*Stated goal*. Return, word for word, every line from the one that contains "out the mist" through the last line of the entries below, including both of those lines.

(Stored dataset entries)
────

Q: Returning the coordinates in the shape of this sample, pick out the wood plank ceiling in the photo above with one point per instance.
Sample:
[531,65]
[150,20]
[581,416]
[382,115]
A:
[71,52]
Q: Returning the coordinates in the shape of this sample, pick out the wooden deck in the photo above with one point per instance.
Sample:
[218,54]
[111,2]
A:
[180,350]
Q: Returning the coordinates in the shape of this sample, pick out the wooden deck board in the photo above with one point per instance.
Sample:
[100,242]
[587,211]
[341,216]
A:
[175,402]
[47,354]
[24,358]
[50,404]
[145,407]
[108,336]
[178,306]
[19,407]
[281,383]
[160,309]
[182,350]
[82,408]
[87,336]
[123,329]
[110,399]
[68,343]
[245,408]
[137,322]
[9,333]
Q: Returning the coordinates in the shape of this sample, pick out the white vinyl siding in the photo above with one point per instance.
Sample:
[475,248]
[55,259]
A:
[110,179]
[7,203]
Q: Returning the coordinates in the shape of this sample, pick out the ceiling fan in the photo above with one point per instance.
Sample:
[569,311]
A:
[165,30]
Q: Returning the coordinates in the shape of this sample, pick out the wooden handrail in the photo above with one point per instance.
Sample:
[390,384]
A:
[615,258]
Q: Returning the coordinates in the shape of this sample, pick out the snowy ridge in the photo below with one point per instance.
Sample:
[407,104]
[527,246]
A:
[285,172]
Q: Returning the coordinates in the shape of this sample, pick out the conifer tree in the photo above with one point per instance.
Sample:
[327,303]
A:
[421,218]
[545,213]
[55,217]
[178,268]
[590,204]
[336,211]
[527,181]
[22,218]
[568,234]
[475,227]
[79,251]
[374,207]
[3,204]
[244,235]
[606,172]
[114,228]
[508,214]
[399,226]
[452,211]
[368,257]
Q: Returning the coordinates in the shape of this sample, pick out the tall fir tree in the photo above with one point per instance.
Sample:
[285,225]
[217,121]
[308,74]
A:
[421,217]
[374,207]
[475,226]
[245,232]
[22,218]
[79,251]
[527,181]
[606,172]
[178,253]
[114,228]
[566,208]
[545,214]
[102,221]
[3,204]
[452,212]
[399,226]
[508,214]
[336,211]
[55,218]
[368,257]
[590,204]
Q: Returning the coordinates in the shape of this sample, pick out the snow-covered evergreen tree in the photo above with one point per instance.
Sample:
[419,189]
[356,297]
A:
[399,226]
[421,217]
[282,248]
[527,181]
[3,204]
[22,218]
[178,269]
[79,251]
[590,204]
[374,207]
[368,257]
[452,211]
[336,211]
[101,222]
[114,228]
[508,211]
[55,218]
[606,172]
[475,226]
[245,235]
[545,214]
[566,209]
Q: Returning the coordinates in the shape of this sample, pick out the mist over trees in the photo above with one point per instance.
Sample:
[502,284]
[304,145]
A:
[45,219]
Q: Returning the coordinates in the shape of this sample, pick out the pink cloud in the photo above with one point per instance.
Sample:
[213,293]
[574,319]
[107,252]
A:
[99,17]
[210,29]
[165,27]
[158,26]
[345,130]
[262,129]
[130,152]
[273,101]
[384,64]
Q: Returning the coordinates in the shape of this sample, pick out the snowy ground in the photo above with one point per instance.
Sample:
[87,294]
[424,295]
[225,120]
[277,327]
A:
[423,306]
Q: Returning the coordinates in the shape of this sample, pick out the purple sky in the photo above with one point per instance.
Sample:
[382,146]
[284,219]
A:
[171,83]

────

*Result for this exercise*.
Q: Returning the coordinates in the shape of this sample, pick out the mist over trees in the photo above with one point per instance.
Sample:
[502,284]
[304,145]
A:
[45,219]
Q: Returning the coordinates in the shape of this sample, pick out the pink cloud in the photo above with one point per instance.
Sample:
[213,293]
[574,319]
[107,252]
A:
[99,17]
[210,29]
[165,27]
[158,26]
[345,130]
[262,129]
[130,152]
[273,101]
[384,64]
Q: Returning the coordinates in the shape of this sample, pick out the snowy ground in the photo above with one point per instance.
Sample:
[87,294]
[424,295]
[225,120]
[277,327]
A:
[423,306]
Q: Returning the coordinates in the shape of this sample, pick out the purple sky in the photo above with one point per instance.
Sample:
[382,146]
[284,219]
A:
[171,83]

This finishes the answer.